Prompt: Can you set out every line of the items below as a numbered list, dropping any blank lines?
____
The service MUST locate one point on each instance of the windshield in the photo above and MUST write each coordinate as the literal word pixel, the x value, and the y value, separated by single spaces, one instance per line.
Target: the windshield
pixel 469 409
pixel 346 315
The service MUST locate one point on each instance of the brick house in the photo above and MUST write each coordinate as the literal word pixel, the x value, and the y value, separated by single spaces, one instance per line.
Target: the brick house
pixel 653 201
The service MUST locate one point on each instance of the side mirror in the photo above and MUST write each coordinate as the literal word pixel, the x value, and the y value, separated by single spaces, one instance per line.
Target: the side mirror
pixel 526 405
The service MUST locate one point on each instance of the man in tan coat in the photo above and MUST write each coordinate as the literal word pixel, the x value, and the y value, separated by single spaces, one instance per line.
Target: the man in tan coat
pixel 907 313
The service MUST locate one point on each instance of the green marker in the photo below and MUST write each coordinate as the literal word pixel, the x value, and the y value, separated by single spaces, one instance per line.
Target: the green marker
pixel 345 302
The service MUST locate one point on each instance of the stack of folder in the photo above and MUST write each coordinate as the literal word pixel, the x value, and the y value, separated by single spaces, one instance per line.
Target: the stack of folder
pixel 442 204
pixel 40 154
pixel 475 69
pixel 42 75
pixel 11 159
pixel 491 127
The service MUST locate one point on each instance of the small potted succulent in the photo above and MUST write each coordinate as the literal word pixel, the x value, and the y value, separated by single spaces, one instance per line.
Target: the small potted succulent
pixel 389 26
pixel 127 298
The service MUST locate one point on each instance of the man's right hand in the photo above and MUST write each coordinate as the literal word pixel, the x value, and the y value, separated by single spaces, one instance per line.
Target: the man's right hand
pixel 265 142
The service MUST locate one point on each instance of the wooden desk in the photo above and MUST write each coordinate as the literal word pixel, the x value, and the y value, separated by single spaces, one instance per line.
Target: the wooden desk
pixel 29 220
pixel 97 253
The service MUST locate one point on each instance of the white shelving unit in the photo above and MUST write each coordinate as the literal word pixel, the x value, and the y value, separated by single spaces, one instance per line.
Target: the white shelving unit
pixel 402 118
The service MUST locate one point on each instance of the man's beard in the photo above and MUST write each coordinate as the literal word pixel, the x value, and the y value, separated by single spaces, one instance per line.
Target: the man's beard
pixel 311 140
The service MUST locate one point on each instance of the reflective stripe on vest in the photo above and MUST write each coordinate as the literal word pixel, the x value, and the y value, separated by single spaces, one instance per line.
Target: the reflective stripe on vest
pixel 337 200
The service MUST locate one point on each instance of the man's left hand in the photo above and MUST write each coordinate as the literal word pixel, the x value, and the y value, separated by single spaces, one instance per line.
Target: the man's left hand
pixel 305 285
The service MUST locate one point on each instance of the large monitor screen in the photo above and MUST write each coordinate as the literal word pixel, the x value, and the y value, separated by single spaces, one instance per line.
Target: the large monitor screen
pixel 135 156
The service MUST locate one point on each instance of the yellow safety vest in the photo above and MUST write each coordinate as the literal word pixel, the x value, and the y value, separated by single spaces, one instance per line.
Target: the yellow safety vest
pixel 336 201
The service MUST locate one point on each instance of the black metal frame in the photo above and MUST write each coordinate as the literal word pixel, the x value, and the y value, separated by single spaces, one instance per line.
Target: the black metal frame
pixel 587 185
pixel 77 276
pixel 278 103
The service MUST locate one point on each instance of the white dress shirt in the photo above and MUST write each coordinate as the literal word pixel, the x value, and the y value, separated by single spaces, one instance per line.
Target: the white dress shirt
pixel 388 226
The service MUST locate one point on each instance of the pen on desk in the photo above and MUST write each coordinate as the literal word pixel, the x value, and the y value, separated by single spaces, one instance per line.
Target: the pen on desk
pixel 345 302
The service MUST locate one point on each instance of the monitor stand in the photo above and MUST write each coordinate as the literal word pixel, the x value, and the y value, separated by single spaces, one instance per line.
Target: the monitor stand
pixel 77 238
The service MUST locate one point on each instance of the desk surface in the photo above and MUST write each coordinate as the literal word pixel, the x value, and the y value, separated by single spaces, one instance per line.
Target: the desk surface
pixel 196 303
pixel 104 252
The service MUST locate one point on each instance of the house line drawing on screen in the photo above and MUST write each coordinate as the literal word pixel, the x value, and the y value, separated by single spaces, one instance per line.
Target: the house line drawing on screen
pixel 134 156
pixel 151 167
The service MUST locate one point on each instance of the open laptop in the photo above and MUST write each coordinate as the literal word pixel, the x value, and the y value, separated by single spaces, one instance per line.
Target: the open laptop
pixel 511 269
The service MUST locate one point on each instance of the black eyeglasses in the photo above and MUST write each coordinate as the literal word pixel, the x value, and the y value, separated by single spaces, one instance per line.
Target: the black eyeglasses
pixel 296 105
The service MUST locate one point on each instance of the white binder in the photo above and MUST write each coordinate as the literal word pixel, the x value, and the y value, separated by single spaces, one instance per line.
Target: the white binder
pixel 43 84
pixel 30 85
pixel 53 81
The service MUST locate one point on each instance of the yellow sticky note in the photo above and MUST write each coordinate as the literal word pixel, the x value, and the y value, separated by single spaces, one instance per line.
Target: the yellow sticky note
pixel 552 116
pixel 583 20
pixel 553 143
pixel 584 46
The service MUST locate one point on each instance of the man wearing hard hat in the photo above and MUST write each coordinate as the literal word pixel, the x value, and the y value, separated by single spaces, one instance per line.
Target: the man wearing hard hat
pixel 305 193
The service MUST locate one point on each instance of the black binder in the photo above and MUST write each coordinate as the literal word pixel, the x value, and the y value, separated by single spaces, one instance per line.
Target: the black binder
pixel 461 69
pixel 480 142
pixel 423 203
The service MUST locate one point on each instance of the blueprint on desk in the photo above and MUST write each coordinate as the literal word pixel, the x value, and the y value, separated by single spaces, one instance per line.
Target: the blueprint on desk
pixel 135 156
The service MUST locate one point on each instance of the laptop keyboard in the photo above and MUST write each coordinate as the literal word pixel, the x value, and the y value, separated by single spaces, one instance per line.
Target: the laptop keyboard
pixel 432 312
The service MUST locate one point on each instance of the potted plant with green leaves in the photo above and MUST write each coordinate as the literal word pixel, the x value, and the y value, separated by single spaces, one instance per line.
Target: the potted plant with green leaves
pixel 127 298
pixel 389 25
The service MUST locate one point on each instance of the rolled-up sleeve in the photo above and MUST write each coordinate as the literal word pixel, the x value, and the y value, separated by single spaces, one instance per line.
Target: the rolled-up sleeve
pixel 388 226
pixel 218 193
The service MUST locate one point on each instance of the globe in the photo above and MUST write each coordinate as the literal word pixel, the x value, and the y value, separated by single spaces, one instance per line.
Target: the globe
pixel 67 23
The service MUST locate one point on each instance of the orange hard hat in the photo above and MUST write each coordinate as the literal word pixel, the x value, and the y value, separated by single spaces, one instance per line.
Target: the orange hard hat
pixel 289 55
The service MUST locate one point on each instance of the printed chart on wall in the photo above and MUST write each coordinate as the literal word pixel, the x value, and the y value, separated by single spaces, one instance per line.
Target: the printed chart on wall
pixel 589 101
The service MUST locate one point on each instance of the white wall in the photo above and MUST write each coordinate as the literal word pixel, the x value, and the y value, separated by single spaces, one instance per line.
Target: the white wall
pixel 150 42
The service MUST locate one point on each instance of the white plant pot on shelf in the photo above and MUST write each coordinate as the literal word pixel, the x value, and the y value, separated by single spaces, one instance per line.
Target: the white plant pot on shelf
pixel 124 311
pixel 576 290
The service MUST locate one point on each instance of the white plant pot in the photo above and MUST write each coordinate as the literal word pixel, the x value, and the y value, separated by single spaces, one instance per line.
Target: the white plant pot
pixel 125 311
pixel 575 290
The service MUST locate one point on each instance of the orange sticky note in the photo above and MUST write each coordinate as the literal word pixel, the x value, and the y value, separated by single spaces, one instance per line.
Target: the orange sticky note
____
Answer to this task:
1. The service MUST locate one point on each instance of the windshield in the photo above and MUST write each coordinate as the literal word pixel, the x value, and the y value, separated by single spaces, one instance per line.
2. Target: the windshield
3. pixel 469 409
4. pixel 346 315
5. The service MUST locate one point on each instance of the brick house in the photo above and MUST write each coordinate as the literal word pixel, the x value, and the y value, separated by single spaces, one instance per line.
6. Target: the brick house
7. pixel 653 201
8. The service MUST locate one point on each instance of the side mirror in the photo above and MUST write each coordinate as the literal word pixel, the x value, and the y value, separated by single spaces, one instance per line.
9. Target: the side mirror
10. pixel 526 405
11. The service MUST locate one point on each instance of the man in tan coat in the photo above and MUST write each coordinate as the literal word pixel, the x value, and the y value, separated by single spaces, one instance per line.
12. Target: the man in tan coat
13. pixel 907 313
14. The service MUST locate one point on each instance of the green marker in the photo below and MUST write each coordinate as the literal word pixel, the x value, and the y value, separated by single spaces, one instance per line.
15. Target: the green marker
16. pixel 345 302
17. The service MUST locate one point on each instance of the stack of folder in the photo above and MUST write each coordinate as the literal word pixel, the x value, and the y value, separated by single spaces, one instance per line.
18. Target: the stack of folder
19. pixel 442 204
20. pixel 40 154
21. pixel 475 69
22. pixel 42 75
23. pixel 11 159
24. pixel 491 127
25. The service MUST locate one point on each instance of the small potted succulent in the photo above and MUST write each coordinate as the literal word pixel, the x value, and the y value, separated by single spaces, one instance per line.
26. Target: the small potted succulent
27. pixel 389 26
28. pixel 127 298
29. The service MUST locate one point on each instance of the man's right hand in the photo above and MUST write each coordinate as the literal word pixel, the x value, and the y value, separated by single spaces, one instance per line.
30. Target: the man's right hand
31. pixel 265 142
32. The service MUST locate one point on each instance of the wooden desk in the photo above and MUST write each coordinate as the literal word pixel, the x value, and the y value, separated by single spaces, one instance per line.
33. Target: the wooden desk
34. pixel 29 220
35. pixel 97 253
36. The service MUST locate one point on each instance of the white shelving unit in the photo above and MUST write each coordinate as the literal word pixel, the x value, and the y value, separated by single spaces, one instance per line.
37. Target: the white shelving unit
38. pixel 402 118
39. The service MUST locate one point on each instance of the man's beard in the photo above and MUST write each coordinate as the literal word pixel, the x value, and the y value, separated by single spaces, one instance per line.
40. Target: the man's beard
41. pixel 311 140
42. The service MUST locate one point on each instance of the reflective stripe on vest in the photo above and MUST write each coordinate as the literal word pixel, the x value, and the y value, separated by single spaces, one instance per line.
43. Target: the reflective stripe on vest
44. pixel 337 200
45. The service MUST locate one point on each instance of the man's left hand in the photo above and MUST write each coordinate as the literal word pixel, the x value, and the y value, separated by single spaces, one instance per line.
46. Target: the man's left hand
47. pixel 305 285
48. The service MUST locate one point on each instance of the large monitor screen in the photo above and MUST write each coordinate as the literal word pixel, the x value, and the y value, separated by single spaces, one instance per line.
49. Target: the large monitor screen
50. pixel 135 156
51. The service MUST locate one point on each instance of the yellow safety vest in the photo above and MUST write each coordinate as the literal word pixel, the x value, and the y value, separated by single spaces, one instance per line.
52. Target: the yellow safety vest
53. pixel 336 201
54. The service MUST locate one point on each instance of the black metal frame in the photo above and MUST write each coordinate as the literal word pixel, the x value, and the y value, separated by single spaces, one instance per line.
55. Target: the black metal frame
56. pixel 587 185
57. pixel 77 276
58. pixel 278 103
59. The service MUST locate one point on each instance of the white dress shirt in the photo above and MUST write each coordinate as the literal word pixel, the x value, and the y value, separated by single spaces, one instance per line.
60. Target: the white dress shirt
61. pixel 388 226
62. The service MUST locate one point on each instance of the pen on desk in the photo above and MUST write each coordinate as the literal word pixel, the x value, and the y value, separated by single spaces, one instance per line.
63. Target: the pen on desk
64. pixel 345 302
65. The service MUST locate one point on each instance of the monitor stand in the photo above and MUST write each coordinate as the literal word pixel, the x value, and the y value, separated by single spaces, one instance per line.
66. Target: the monitor stand
67. pixel 77 238
68. The service MUST locate one point on each instance of the desk surface in the photo above and MUST write each coordinate as the literal word pixel, the x value, and the y value, separated by single spaces, one instance per line.
69. Target: the desk surface
70. pixel 196 303
71. pixel 104 252
72. The service MUST locate one point on each instance of the house line drawing on screen in the photo above and MUST write each coordinate as the literal word pixel, the x value, and the y value, separated by single spaces, one instance per line.
73. Target: the house line drawing on screen
74. pixel 134 156
75. pixel 151 167
76. The service MUST locate one point on each instance of the open laptop in the photo above and MUST write each coordinate as the literal word pixel, the x value, and the y value, separated by single spaces, one instance per line.
77. Target: the open laptop
78. pixel 511 269
79. The service MUST locate one point on each instance of the black eyeglasses in the photo above and MUST write each coordinate as the literal word pixel, the x value, and the y value, separated by single spaces, one instance per line.
80. Target: the black eyeglasses
81. pixel 296 105
82. The service MUST locate one point on each instance of the white binder in the photo above and MUST write each coordinate as the literal word pixel, the x value, and the y value, separated by single spaces, one instance per line.
83. Target: the white binder
84. pixel 43 84
85. pixel 30 85
86. pixel 53 81
87. The service MUST locate one point on each instance of the yellow sticky note in the photo above and MUST write each coordinate as the literal word pixel, the x value, and the y value, separated by single spaces, one instance per line.
88. Target: the yellow sticky note
89. pixel 552 116
90. pixel 583 20
91. pixel 553 143
92. pixel 584 46
93. The service MUST locate one point on each instance of the man wearing hard hat in the photo above and MUST write each coordinate as the literal word pixel, the x value, and the y value, separated by single spaces, one instance per line.
94. Target: the man wearing hard hat
95. pixel 305 193
96. The service MUST locate one point on each instance of the black binder in the photo above and MUST write each coordinate as the literal word pixel, the x value, and the y value, separated by single spaces, one instance per line.
97. Target: the black binder
98. pixel 461 69
99. pixel 480 142
100. pixel 423 203
101. The service MUST locate one point on each instance of the blueprint on desk in the photo above and MUST write each coordinate as the literal word pixel, the x value, and the y value, separated by single spaces, one instance per line.
102. Target: the blueprint on desk
103. pixel 135 156
104. The service MUST locate one point on each instance of the laptop keyboard in the photo above and MUST write each coordinate as the literal word pixel, the x value, and the y value, separated by single spaces, one instance per line.
105. Target: the laptop keyboard
106. pixel 432 312
107. The service MUST locate one point on each instance of the potted plant with green leaves in the photo above and MUST write each coordinate as the literal word pixel, the x value, and the y value, separated by single spaces, one instance per line.
108. Target: the potted plant with green leaves
109. pixel 127 298
110. pixel 389 25
111. The service MUST locate one point on each instance of the rolled-up sleeve in the photo above and MUST write each coordinate as the literal word pixel, the x value, and the y value, separated by single spaces, one instance per line.
112. Target: the rolled-up sleeve
113. pixel 388 226
114. pixel 218 193
115. The service MUST locate one point on each instance of the globe in the photo above and MUST write each coordinate as the literal word pixel, the x value, and the y value, separated by single spaces, one instance per line.
116. Target: the globe
117. pixel 67 23
118. The service MUST locate one point on each instance of the orange hard hat in the photo above and MUST write each coordinate as the literal word pixel, the x value, and the y value, separated by single spaces, one instance per line.
119. Target: the orange hard hat
120. pixel 289 55
121. The service MUST locate one point on each instance of the printed chart on wall in the photo above and MUST write each coordinate as the literal word pixel, the x value, and the y value, separated by single spaces, one instance per line.
122. Target: the printed chart on wall
123. pixel 589 101
124. The service MUST locate one point on each instance of the white wall in the photo above and MUST write each coordinate as the literal word pixel, the x value, and the y value, separated by single spaces, one instance per line.
125. Target: the white wall
126. pixel 150 42
127. The service MUST locate one point on each instance of the white plant pot on shelf in the photo above and MUST write each coordinate as the literal word pixel, the x value, and the y value, separated by single spaces, one instance per line.
128. Target: the white plant pot on shelf
129. pixel 124 311
130. pixel 576 290
131. The service MUST locate one point on each instance of the white plant pot in the photo above and MUST write each coordinate as the literal word pixel, the x value, and the y value, separated by single spaces, one instance per line.
132. Target: the white plant pot
133. pixel 125 311
134. pixel 575 290
135. The service MUST locate one point on each instance of the orange sticky note in the photo above and MUST write each coordinate as the literal word pixel, the x value, and the y value, separated by single spaces, one instance per line.
136. Target: the orange sticky note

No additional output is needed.